DIRECTION: Exactly repeat the full listing that follows.

[Start EXERCISE MATERIAL]

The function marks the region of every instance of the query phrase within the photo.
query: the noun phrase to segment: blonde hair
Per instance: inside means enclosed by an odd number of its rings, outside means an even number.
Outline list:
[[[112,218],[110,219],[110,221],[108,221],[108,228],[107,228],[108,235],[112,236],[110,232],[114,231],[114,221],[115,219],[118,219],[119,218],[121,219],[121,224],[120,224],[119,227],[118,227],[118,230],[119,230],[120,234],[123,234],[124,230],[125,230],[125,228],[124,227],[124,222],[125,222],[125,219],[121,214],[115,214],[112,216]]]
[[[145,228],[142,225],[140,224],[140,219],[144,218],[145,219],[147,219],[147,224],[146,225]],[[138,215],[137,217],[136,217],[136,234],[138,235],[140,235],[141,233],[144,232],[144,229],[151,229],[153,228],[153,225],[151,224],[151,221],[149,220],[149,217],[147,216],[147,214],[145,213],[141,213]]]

[End EXERCISE MATERIAL]

ANSWER TO THIS PROBLEM:
The function marks the region of every instance of the query phrase within the photo.
query: the noun phrase to segment: blonde hair
Per instance: inside means enclosed by an odd number of its rings, outside means an even number.
Outline list:
[[[112,218],[110,219],[110,221],[108,221],[108,228],[107,228],[108,235],[112,236],[110,232],[114,231],[114,221],[115,219],[118,219],[119,218],[121,219],[121,224],[120,224],[119,227],[118,227],[118,230],[119,230],[120,234],[123,234],[124,230],[125,230],[125,228],[124,227],[124,222],[125,222],[125,219],[121,214],[115,214],[112,216]]]
[[[145,228],[142,225],[140,224],[140,219],[144,218],[145,219],[147,219],[147,224],[146,225]],[[138,215],[137,217],[136,217],[136,234],[138,235],[140,235],[141,233],[144,232],[144,229],[151,229],[153,228],[153,225],[151,224],[151,221],[149,220],[149,217],[147,216],[147,214],[145,213],[141,213]]]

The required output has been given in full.